--- BEGIN TEXT ---

There was a big spotlight on the plastics in the oceans when Earth Day 2018 made the case to end plastic waste. Similarly, World Oceans Day is working to prevent plastic pollution and encourage solutions for a healthy ocean.

We spent some time with Ellen Southard of Salmon-Safe in preparation for World Oceans Day. Salmon-Safe works to keep urban and agricultural watersheds clean enough for native salmon to spawn and thrive. Salmon-Safe is one of the nation’s leading regional eco labels, and it is on a mission to transform land management practices so Pacific Salmon can thrive in West Coast watersheds. We’ve had the pleasure of working with Salmon-Safe on projects including the Expedia headquarters expansion in Seattle. Salmon-Safe is the only rating system focused entirely on watershed health.

Here are some of the key takeaways from our conversation:

The business case for including oceans in the sustainability matrix

There is a significant bottom line advantage to protecting water. In Washington state, for example, 200,000 jobs are tied to commercial and recreational fishing and orca tourism. That amounts to $14.5B annually in terms of income for the state.


The business case for building owners depends on the site context and jurisdictions. Developers can find different incentives based on their location. For example, there is a FAR bonus in Redmond, Washington if a project is developed to Salmon Safe standards; and in Shoreline, Washington, developers can benefit from a 50-70% reduction in permitting fees if they develop to Salmon-Safe standards alongside a green building rating system. There are also government funds such as the EPA Clean Water Act Nonpoint Source Grant, which incentivizes and supports a variety of activities to improve water cleanliness. More EPA funding opportunities can be found here.

In addition to the funding and incentives, there is an operational business case for better water management. Larger scale sites like university campuses and airports can see significant operational savings, primarily from a chemical perspective. Property owners and managers can save a lot of money on chemicals that are used to manage a site such as fertilizer, pesticides, and pre-emergent. A more sustainable solution also adds to the sustainability of a property’s bottom line. In addition to the chemical savings, there are also savings in utility costs when developers focus on water efficiency.

--- END TEXT ---

» **EXERCISE TASKS**:
1. Write out the Salmon-Safe article word for word, beginning at the words "The business case for building" and stopping after "be found here.".
2. According to the Salmon-Safe article, which chemicals are used to manage a site?

--- BEGIN SUPPLIED ENTRIES ---

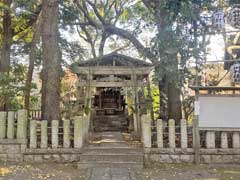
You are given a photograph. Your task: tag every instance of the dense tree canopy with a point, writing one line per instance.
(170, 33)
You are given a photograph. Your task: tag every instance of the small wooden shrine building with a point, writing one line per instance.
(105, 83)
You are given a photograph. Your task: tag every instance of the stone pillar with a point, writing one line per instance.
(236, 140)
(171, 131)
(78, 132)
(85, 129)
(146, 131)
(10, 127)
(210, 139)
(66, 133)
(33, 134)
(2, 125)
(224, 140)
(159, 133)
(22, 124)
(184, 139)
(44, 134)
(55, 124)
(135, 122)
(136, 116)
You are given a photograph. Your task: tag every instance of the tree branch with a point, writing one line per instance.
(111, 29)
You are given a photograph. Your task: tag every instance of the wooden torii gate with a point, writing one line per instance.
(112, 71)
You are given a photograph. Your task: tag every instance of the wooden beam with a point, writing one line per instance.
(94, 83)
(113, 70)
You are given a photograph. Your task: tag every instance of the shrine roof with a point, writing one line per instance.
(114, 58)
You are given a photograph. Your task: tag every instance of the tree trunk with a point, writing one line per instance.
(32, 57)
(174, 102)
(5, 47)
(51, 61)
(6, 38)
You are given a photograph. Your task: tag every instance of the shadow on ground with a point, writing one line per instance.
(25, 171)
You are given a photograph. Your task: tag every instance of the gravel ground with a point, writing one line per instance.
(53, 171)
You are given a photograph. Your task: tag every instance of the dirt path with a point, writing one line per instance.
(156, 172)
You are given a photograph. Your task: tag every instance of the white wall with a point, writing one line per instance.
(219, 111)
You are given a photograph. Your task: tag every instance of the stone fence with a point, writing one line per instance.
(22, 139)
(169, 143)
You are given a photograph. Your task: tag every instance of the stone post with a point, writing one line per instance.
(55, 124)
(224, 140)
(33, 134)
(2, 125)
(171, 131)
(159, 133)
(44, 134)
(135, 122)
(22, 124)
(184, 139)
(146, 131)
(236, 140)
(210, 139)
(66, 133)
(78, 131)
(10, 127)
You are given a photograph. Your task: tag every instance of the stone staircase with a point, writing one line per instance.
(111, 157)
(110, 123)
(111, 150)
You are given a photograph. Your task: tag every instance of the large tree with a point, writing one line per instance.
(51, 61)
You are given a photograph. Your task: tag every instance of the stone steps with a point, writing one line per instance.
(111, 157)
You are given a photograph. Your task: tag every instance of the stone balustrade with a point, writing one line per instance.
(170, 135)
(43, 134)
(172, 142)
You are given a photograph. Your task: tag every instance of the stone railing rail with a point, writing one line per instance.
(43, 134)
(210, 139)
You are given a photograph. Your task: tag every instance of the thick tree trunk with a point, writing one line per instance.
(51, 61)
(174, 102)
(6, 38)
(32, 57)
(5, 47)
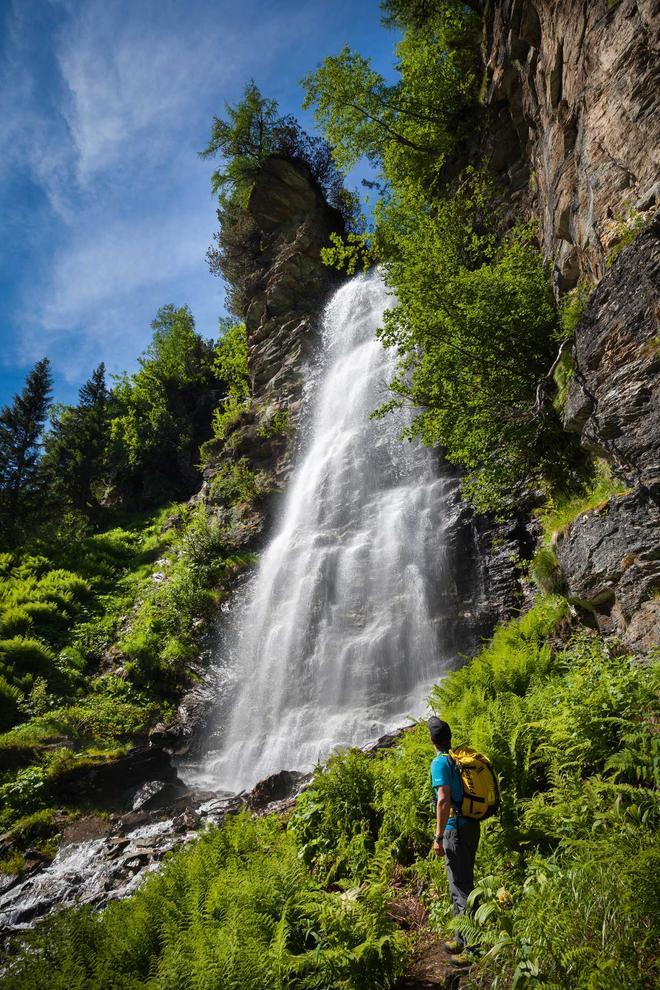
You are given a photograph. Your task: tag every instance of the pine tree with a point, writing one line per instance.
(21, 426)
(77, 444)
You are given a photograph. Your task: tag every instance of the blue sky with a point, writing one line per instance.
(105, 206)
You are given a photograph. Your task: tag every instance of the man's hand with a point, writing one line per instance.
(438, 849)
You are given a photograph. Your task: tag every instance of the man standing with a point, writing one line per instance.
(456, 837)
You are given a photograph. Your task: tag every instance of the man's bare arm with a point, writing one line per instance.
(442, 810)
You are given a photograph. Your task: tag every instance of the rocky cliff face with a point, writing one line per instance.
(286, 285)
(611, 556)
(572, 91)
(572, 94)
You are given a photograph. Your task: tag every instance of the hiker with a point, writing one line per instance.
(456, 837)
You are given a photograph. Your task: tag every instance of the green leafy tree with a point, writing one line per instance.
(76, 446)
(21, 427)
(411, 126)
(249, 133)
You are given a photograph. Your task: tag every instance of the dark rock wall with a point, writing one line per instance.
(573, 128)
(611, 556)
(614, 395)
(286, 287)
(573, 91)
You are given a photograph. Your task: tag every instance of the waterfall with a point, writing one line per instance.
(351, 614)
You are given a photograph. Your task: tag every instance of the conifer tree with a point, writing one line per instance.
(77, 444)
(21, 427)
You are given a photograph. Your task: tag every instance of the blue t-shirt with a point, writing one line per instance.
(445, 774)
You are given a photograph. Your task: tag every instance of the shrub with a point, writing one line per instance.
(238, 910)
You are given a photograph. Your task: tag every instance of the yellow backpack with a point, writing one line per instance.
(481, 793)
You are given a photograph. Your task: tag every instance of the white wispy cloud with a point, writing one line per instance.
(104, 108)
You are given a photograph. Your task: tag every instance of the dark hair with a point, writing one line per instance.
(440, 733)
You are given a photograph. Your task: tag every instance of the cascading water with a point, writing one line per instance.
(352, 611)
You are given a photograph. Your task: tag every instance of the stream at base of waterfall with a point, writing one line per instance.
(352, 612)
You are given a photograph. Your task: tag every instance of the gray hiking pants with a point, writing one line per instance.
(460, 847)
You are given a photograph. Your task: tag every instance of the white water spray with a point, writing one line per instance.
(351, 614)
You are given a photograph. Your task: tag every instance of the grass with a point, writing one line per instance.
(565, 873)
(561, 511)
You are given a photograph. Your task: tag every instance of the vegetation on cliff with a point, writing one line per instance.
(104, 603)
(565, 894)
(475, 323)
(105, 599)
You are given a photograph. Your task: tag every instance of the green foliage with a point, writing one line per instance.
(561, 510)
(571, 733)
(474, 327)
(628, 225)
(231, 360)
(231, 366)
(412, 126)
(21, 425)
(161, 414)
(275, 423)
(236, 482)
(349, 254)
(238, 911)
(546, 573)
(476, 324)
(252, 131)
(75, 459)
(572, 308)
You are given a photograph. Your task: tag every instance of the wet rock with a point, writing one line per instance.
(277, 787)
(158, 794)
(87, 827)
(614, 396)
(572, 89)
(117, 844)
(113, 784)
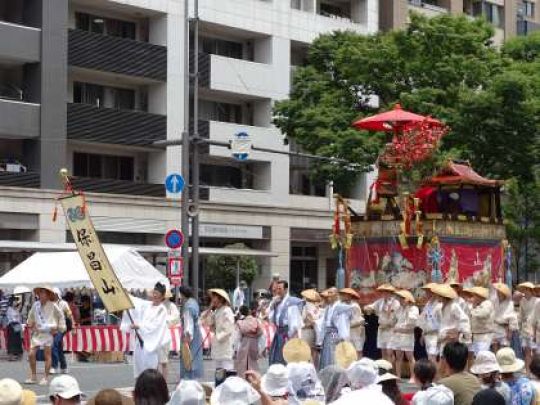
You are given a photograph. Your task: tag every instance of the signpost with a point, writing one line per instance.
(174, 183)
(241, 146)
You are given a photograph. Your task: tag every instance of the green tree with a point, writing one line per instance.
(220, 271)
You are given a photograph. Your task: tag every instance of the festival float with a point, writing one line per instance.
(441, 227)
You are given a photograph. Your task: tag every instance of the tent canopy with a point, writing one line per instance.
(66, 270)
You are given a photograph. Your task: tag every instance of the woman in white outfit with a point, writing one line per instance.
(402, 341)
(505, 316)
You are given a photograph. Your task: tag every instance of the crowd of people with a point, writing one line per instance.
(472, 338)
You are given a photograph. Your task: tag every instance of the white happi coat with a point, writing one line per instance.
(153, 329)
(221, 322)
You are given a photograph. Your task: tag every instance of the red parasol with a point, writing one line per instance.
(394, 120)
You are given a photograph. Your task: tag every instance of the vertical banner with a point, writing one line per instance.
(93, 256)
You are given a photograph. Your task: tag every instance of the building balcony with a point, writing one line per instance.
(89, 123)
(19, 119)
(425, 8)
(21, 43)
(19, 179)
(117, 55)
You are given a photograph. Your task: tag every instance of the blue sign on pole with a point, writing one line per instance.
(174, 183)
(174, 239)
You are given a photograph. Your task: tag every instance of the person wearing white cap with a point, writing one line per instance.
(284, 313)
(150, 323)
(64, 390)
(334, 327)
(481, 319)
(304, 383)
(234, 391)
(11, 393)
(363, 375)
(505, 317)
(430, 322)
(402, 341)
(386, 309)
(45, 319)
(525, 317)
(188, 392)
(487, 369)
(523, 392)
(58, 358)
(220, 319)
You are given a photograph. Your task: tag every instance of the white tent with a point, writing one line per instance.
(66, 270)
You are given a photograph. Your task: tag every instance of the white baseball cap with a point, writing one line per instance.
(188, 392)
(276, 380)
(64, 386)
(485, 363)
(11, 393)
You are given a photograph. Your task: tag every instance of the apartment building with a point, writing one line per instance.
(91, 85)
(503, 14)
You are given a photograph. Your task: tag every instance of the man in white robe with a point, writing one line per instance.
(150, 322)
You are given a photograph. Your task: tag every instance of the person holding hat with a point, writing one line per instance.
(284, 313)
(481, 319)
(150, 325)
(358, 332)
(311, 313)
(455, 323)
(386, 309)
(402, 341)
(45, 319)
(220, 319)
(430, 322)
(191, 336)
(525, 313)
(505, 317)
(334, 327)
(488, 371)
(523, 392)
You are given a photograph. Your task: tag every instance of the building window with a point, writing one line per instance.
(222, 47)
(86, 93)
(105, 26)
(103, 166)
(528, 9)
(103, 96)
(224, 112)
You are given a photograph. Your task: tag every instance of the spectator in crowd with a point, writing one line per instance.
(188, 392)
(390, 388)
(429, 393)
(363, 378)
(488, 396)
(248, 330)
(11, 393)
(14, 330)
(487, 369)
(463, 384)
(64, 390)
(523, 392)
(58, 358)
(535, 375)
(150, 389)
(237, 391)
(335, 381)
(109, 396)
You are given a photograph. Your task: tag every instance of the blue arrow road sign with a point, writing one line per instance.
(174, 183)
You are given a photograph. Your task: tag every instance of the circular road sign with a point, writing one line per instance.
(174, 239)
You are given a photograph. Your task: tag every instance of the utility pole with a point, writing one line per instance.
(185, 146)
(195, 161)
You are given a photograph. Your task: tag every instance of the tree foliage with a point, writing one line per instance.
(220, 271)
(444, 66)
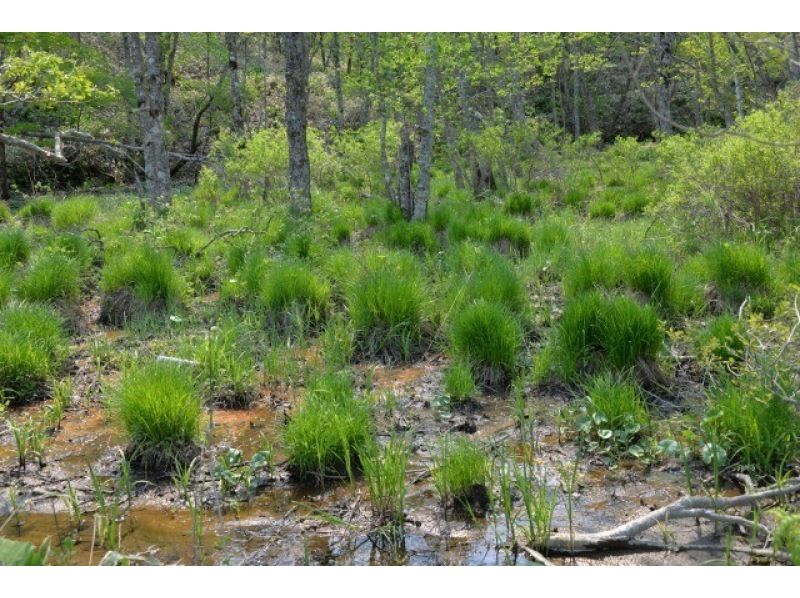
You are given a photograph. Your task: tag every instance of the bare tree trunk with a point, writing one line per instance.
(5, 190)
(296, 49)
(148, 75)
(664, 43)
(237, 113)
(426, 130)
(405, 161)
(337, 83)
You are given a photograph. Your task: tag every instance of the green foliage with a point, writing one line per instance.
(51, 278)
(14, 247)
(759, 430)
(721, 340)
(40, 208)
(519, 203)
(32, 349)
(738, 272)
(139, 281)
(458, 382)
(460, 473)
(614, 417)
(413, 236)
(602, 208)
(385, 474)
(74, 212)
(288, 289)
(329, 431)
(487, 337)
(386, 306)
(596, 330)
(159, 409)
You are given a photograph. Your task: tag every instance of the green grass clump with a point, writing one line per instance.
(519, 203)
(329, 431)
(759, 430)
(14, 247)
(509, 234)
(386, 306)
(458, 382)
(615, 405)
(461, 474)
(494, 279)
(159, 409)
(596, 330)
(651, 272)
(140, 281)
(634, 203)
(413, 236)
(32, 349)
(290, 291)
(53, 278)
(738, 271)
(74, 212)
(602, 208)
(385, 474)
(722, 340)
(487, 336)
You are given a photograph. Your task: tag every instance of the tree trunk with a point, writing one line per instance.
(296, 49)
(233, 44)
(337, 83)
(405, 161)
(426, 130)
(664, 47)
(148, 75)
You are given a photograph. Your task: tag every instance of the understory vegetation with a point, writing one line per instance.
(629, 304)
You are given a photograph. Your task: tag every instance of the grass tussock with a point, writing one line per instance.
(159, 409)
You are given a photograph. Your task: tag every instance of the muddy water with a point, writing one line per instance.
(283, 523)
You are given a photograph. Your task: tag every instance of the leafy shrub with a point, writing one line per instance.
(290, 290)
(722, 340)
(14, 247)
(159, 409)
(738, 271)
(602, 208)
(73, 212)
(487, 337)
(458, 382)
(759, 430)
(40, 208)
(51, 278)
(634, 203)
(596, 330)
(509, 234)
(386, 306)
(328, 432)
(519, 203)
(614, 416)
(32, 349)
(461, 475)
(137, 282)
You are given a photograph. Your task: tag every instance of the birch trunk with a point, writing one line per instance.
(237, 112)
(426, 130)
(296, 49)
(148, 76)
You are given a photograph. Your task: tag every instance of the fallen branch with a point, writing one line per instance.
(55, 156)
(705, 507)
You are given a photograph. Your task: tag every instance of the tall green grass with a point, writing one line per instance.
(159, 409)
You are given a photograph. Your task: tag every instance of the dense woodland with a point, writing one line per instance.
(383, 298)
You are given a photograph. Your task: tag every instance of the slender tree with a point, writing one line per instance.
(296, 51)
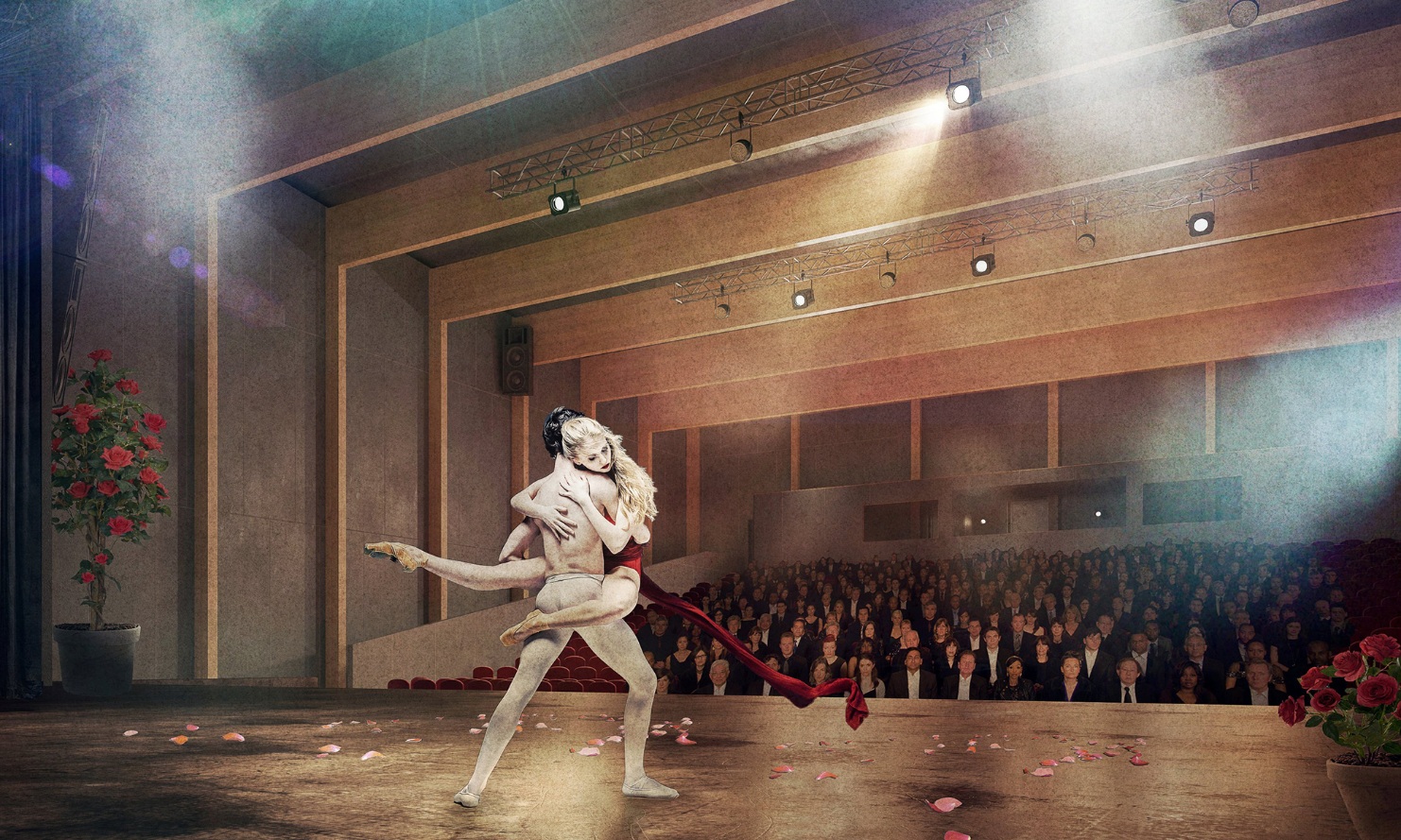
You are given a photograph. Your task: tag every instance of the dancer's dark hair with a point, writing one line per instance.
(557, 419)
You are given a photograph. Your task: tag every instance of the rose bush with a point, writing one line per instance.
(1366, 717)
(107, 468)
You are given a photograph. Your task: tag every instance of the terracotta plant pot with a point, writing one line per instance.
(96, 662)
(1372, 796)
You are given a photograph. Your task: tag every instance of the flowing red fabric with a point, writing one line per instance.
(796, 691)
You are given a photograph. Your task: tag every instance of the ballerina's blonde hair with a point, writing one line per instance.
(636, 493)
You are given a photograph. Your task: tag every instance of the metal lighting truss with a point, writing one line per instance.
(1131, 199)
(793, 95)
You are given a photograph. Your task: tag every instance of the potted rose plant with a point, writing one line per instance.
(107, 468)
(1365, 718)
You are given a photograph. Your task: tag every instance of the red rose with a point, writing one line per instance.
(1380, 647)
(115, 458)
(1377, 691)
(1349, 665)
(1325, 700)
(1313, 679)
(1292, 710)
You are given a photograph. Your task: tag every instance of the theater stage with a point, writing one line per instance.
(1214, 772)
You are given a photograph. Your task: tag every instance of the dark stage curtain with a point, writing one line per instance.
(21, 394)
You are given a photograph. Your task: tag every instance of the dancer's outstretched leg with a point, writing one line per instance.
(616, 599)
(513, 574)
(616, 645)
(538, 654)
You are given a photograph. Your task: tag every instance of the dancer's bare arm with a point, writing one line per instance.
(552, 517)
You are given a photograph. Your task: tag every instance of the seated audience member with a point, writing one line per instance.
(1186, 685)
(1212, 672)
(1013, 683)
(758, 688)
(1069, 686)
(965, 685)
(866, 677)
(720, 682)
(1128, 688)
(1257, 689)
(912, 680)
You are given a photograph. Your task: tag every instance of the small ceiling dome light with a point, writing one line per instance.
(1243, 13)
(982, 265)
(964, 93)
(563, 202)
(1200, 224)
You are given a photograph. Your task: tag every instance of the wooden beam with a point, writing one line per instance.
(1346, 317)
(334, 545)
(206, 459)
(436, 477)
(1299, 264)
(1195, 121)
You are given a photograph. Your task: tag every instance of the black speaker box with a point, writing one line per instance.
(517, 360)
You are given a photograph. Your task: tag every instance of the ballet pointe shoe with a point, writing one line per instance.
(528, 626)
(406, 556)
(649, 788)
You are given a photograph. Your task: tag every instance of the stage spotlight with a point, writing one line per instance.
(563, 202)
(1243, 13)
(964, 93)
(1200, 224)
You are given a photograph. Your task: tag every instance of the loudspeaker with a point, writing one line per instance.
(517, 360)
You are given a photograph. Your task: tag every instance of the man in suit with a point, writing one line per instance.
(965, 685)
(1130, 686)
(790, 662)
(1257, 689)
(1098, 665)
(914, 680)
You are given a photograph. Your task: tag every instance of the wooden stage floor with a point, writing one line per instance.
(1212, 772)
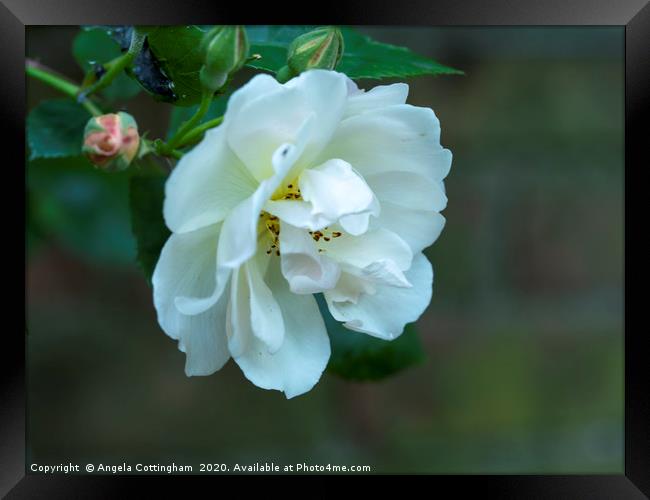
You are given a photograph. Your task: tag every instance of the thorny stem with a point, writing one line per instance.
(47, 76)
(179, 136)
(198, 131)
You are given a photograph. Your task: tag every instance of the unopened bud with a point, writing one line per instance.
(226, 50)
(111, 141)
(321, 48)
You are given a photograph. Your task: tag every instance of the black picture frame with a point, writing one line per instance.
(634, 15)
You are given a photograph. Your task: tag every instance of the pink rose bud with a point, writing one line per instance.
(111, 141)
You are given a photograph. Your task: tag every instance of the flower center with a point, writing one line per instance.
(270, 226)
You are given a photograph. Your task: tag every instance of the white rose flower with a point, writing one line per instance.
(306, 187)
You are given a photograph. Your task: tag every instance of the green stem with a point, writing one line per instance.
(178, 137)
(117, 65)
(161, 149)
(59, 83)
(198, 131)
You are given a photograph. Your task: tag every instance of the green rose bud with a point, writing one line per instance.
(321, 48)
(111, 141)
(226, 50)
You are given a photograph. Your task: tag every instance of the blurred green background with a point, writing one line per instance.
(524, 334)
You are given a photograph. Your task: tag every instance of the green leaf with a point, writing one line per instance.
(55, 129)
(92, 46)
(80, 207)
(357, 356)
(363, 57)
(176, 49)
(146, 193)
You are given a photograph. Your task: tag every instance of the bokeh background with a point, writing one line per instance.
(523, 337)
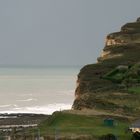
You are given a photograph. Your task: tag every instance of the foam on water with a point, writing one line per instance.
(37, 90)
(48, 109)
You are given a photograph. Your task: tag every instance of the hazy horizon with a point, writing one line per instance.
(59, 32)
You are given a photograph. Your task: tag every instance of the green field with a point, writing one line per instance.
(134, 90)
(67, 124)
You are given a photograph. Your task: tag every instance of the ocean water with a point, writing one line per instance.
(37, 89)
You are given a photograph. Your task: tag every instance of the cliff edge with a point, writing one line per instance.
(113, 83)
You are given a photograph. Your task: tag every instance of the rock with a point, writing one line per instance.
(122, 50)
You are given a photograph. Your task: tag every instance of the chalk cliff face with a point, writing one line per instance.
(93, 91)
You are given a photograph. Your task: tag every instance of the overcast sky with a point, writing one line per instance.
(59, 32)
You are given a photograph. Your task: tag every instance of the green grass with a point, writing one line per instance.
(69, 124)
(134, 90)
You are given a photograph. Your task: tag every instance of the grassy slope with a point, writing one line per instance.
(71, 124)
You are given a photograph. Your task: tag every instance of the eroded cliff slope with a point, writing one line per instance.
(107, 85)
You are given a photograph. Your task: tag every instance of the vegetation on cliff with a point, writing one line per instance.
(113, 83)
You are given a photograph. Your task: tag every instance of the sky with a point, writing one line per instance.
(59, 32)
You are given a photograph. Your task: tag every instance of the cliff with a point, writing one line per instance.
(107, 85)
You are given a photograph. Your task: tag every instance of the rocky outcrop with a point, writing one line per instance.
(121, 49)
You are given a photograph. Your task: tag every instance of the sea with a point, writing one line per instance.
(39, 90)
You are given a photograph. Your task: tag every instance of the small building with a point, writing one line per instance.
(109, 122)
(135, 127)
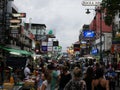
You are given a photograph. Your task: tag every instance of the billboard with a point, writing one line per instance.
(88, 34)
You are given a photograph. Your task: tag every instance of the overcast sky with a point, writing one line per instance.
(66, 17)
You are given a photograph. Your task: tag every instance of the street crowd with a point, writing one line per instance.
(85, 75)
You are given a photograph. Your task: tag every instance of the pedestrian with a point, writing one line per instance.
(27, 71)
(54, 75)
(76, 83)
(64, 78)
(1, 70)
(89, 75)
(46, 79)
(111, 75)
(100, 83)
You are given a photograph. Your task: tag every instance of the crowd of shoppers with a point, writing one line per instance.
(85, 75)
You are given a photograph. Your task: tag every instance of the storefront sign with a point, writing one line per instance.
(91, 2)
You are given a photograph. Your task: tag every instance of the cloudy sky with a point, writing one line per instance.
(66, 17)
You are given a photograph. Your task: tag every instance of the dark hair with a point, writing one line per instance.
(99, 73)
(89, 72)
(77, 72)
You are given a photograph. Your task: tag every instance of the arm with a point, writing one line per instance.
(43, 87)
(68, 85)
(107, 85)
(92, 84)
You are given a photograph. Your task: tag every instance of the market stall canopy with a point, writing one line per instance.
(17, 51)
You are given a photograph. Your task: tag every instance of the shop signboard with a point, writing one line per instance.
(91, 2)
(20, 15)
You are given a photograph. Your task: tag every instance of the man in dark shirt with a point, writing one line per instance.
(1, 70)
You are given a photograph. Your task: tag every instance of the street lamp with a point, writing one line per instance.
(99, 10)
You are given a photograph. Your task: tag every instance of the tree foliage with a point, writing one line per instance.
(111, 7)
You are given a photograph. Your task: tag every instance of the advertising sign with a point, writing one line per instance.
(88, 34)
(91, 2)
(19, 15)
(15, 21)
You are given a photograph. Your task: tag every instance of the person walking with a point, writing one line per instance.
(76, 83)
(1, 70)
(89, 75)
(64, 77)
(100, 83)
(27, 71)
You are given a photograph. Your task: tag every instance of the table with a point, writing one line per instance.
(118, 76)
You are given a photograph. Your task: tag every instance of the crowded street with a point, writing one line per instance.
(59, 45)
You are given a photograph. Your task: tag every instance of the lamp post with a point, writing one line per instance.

--- END SUPPLIED ENTRIES ---

» **RESULTS FOR EACH TASK**:
1.
The business case for building owners depends on the site context and jurisdictions. Developers can find different incentives based on their location. For example, there is a FAR bonus in Redmond, Washington if a project is developed to Salmon Safe standards; and in Shoreline, Washington, developers can benefit from a 50-70% reduction in permitting fees if they develop to Salmon-Safe standards alongside a green building rating system. There are also government funds such as the EPA Clean Water Act Nonpoint Source Grant, which incentivizes and supports a variety of activities to improve water cleanliness. More EPA funding opportunities can be found here.

2. Fertilizer, pesticides, and pre-emergent.